====== Passage shown ======
Wyre Forest Labour recently drew attention to a sneaky Tory plan to cut the free school meals of 800 of Wyre Forest’s poorest children. Labour has managed to force a vote on this issue in Parliament this week.
Wyre Forest Labour is urging Wyre Forest’s Tory MP, Mark Garnier, to vote with Labour and protect free school meals for the children of some of his poorest constituents.
This week will see a vote on this matter that Labour has forced in Parliament. Our Tory MP Mark Garnier has been decidedly quiet on it. The fact that the price for the DUP propping up this moribund Tory Government is free school meals for the poorest in Northern Ireland not being under threat of being removed says it all. What’s good enough for Northern Ireland’s poorest families is good enough for the rest of the UK. Well this week we’ll get the chance to see whether Mark Garnier again reveals his true Tory colours. If he votes to cut free school meals from 800 of the poorest kids in Wyre Forest we’ll know for sure he holds his poorer constituents in contempt. No doubt he’ll try and dress it up in platitudes about him really caring but most of us know his usual routine in baloney when we hear it.
Letter to Mark Garnier
In responding to Mark Garnier’s reply to my letter on 800 children losing free school meals in Wyre Forest, Stephen Brown said “I’m not misinformed Mark, and frankly it’s a lazy excuse because children will lose out when they change schools, so my figures of about 800 in Wyre Forest are accurate over the timescales I predicted.”
“This is all about the Tories cutting £600million from Universal Credit and Mark should just be honest enough to admit it. But policy honesty isn’t his strongpoint is it.”
====== Information provided ======
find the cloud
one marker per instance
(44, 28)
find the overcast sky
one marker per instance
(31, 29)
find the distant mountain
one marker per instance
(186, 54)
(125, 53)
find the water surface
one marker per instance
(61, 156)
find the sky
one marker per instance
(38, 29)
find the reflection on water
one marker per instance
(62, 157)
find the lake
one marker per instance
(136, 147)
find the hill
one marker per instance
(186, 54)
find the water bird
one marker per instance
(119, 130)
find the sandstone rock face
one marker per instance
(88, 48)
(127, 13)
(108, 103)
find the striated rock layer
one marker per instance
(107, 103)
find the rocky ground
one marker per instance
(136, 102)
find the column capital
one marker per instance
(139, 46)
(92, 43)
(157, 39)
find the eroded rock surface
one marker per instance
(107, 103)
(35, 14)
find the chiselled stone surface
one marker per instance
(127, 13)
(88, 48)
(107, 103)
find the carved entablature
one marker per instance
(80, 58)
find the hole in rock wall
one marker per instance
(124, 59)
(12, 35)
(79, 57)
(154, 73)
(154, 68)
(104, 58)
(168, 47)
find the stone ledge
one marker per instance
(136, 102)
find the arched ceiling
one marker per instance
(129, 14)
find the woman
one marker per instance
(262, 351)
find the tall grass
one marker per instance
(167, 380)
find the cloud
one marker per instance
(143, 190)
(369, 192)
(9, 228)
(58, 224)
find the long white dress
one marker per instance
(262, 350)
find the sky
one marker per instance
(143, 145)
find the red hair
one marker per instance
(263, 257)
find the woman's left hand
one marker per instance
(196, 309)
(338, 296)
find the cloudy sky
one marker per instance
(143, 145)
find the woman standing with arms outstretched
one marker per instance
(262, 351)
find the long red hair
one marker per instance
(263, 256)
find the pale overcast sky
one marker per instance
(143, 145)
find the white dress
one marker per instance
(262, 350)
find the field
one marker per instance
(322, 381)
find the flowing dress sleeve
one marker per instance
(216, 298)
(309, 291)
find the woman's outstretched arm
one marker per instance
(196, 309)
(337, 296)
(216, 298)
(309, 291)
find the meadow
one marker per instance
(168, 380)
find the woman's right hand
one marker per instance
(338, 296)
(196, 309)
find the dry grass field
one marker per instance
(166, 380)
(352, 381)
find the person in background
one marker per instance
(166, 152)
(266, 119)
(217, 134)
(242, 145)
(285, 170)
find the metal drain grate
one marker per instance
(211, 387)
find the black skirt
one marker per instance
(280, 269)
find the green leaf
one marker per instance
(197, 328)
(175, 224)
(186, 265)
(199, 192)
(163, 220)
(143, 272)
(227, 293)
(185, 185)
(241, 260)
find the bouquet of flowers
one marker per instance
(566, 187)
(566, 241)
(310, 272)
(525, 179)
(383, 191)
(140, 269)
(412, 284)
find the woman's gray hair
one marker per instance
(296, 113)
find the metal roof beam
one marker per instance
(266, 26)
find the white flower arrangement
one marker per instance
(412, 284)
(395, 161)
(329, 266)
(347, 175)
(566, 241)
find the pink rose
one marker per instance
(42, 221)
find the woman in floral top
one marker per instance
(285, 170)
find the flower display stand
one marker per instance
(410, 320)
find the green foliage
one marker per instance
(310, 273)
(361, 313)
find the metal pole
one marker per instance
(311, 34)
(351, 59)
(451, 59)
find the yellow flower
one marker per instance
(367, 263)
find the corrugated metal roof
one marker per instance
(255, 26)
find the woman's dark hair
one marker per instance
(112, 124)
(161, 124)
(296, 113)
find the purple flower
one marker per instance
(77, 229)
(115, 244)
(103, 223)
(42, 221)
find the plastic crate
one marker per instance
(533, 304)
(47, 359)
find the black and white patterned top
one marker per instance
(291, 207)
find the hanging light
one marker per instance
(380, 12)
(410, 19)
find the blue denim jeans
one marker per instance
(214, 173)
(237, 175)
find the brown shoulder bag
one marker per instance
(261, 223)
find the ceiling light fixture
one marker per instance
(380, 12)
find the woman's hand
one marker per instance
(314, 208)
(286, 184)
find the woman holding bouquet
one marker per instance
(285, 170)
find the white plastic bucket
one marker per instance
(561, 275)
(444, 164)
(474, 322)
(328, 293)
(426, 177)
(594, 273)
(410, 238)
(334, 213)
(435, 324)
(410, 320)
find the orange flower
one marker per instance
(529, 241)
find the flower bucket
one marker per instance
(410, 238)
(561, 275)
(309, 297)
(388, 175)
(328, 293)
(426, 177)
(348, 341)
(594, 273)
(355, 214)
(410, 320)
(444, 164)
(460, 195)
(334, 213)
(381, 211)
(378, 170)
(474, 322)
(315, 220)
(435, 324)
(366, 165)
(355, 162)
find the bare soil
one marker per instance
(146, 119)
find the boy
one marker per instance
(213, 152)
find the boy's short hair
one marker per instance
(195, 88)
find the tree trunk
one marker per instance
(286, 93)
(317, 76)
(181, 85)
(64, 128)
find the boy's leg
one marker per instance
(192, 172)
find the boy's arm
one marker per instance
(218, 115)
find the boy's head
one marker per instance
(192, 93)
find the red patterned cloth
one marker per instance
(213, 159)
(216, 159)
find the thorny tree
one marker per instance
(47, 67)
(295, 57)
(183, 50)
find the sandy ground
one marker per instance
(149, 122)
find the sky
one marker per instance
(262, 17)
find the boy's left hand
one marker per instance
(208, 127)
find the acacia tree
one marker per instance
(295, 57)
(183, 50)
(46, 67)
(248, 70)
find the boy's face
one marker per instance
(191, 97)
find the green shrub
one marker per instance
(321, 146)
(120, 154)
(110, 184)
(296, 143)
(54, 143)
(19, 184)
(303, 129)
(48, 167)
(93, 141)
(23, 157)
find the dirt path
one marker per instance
======
■ **Direction**
Quote the part of the free school meals statement starting with "Wyre Forest Labour recently" and going on through "Parliament this week.", word for word.

■ **Exercise result**
Wyre Forest Labour recently drew attention to a sneaky Tory plan to cut the free school meals of 800 of Wyre Forest’s poorest children. Labour has managed to force a vote on this issue in Parliament this week.